**WHAT YOU SHOULD DO**
Nothing in the records that follow should differ once you have copied them out.

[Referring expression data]
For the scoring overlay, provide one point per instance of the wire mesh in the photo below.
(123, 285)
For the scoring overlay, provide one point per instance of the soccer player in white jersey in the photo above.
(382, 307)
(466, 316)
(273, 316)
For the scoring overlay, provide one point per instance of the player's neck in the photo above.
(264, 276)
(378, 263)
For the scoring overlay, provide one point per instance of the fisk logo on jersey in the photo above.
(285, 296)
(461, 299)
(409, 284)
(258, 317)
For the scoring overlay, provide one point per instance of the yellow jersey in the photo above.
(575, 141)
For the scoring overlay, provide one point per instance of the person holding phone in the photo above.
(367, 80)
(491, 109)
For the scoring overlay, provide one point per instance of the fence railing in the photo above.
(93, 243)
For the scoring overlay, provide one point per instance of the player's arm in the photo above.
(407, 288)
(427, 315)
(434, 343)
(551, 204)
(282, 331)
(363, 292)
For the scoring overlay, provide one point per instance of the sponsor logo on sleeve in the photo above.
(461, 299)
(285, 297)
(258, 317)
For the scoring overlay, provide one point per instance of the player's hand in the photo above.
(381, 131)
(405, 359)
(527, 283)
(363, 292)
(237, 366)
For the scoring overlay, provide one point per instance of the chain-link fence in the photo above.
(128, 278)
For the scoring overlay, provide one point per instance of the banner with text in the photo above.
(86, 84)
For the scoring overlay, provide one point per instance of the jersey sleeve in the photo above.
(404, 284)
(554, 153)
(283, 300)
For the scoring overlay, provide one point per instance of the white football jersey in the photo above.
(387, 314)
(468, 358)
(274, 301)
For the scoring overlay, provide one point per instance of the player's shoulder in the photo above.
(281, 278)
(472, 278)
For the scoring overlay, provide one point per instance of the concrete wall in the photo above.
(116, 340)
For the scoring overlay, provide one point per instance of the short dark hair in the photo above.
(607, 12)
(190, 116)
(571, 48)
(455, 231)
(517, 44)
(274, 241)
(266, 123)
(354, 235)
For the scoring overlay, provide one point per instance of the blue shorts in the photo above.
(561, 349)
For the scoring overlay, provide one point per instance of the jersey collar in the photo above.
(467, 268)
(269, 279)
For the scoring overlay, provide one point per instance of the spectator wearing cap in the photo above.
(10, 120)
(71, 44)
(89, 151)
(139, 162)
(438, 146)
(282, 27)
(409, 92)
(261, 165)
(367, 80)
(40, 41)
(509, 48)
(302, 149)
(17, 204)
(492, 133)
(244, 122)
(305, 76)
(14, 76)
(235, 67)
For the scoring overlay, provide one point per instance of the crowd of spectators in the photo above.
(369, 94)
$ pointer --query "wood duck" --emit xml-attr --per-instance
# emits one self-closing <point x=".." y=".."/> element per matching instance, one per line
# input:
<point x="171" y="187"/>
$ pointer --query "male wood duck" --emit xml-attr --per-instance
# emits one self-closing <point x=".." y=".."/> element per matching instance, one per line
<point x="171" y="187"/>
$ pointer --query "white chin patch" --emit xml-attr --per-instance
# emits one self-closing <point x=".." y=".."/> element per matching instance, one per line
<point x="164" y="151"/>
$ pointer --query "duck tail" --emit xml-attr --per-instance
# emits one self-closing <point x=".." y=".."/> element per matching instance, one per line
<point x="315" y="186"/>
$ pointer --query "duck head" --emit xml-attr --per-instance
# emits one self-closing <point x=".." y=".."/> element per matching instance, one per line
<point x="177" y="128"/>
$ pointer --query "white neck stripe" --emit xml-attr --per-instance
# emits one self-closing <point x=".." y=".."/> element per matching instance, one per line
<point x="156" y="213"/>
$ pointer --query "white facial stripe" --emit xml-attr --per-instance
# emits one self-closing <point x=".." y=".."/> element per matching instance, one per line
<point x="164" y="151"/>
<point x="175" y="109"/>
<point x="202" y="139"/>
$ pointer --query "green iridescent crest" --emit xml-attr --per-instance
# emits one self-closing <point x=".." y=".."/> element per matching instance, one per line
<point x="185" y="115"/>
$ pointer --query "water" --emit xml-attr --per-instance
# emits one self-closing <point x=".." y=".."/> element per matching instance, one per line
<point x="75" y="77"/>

**RESPONSE BOX**
For the scoring overlay, provide one point per instance of the wire mesh in the photo below.
(123, 285)
For the scoring overlay, provide one point per instance of the soccer player in white jersey in the photo above.
(382, 307)
(466, 316)
(273, 316)
For the scoring overlay, provide one point per instance of the player's neck in the photo above.
(264, 276)
(378, 263)
For the scoring overlay, provide one point per instance of the fisk logo on jersey in the photo above.
(285, 296)
(461, 299)
(409, 284)
(258, 317)
For the scoring overlay, provide one point per instance of the yellow jersey in the photo above.
(575, 141)
For the scoring overlay, provide one point per instance of the person holding phone in the photo above.
(367, 80)
(491, 109)
For the scoring overlay, provide one point per instance of the fence railing in the photo above.
(93, 243)
For the scoring overlay, provide one point per instance of the player's arm in the photo above.
(407, 288)
(427, 315)
(434, 343)
(551, 204)
(282, 331)
(363, 292)
For the scoring overlay, provide one point per instance of the sponsor logo on sleeve in the photo above.
(461, 299)
(285, 297)
(258, 317)
For the scoring overlay, provide one point per instance of the player's hand in the photo above.
(381, 131)
(405, 359)
(527, 283)
(363, 292)
(237, 366)
For the scoring overlay, provide one point per instance of the chain-link fence in the photo above.
(128, 278)
For the scoring overlay, provide one point per instance of the banner with text in the photo above.
(86, 84)
For the scoring overlay, provide one point per instance of the jersey sleeve in the photo above.
(404, 284)
(554, 153)
(283, 300)
For the scoring overlay, provide one point per instance of the white football jersey in the photo above.
(387, 314)
(468, 358)
(274, 301)
For the scoring overlay, provide one point per instance of the player's shoulder in the photo above.
(281, 278)
(472, 278)
For the scoring overlay, provide one point per instance of the concrete wall in the photo above.
(116, 340)
For the scoring overlay, provide one point per instance of the short dark hair in the photo above.
(607, 12)
(190, 116)
(571, 48)
(455, 231)
(517, 44)
(274, 241)
(266, 123)
(354, 235)
For the scoring overlay, provide one point per instance of the blue shorts in the photo above.
(561, 349)
For the scoring overlay, provide one point per instance of the jersey collar in the photo above.
(467, 268)
(269, 279)
For the scoring overlay, provide one point per instance of the spectator wearing cap in the photo above.
(10, 120)
(71, 44)
(89, 151)
(139, 162)
(438, 146)
(282, 27)
(409, 92)
(261, 165)
(367, 80)
(40, 41)
(509, 48)
(302, 149)
(17, 204)
(492, 133)
(244, 122)
(305, 76)
(14, 76)
(235, 67)
For the scoring overlay, provide one point per instance of the crowd of spectators in the photo above.
(369, 94)
$ pointer --query "wood duck" --emit xml-attr --per-instance
# emits one self-closing <point x=".." y=".."/> element per matching instance, one per line
# input:
<point x="171" y="187"/>
$ pointer --query "male wood duck" --emit xml-attr --per-instance
# emits one self-closing <point x=".." y=".."/> element per matching instance, one per line
<point x="171" y="187"/>
$ pointer --query "white chin patch" --emit xml-attr --per-instance
# emits one self-closing <point x=".." y=".."/> element per matching instance, one per line
<point x="164" y="151"/>
$ pointer --query "duck tail" --emit xml-attr --per-instance
# emits one self-closing <point x=".." y=".."/> element per matching instance, one per line
<point x="315" y="186"/>
$ pointer --query "duck head" --emit xml-attr --per-instance
# emits one self-closing <point x=".." y=".."/> element per matching instance, one per line
<point x="177" y="128"/>
$ pointer --query "white neck stripe" --emit xml-attr --per-instance
# emits one self-closing <point x=".." y=".."/> element per matching instance, one per line
<point x="156" y="213"/>
$ pointer --query "white facial stripe" --emit xml-attr --per-instance
# emits one self-closing <point x=".." y=".."/> element per matching instance, one per line
<point x="164" y="151"/>
<point x="175" y="109"/>
<point x="202" y="139"/>
$ pointer --query "green iridescent crest" --emit xml-attr --per-instance
# emits one self-closing <point x=".." y=".."/> element per matching instance, one per line
<point x="185" y="115"/>
$ pointer --query "water" --emit xml-attr --per-instance
# emits one self-closing <point x=".." y=".."/> element per matching instance, one per line
<point x="75" y="77"/>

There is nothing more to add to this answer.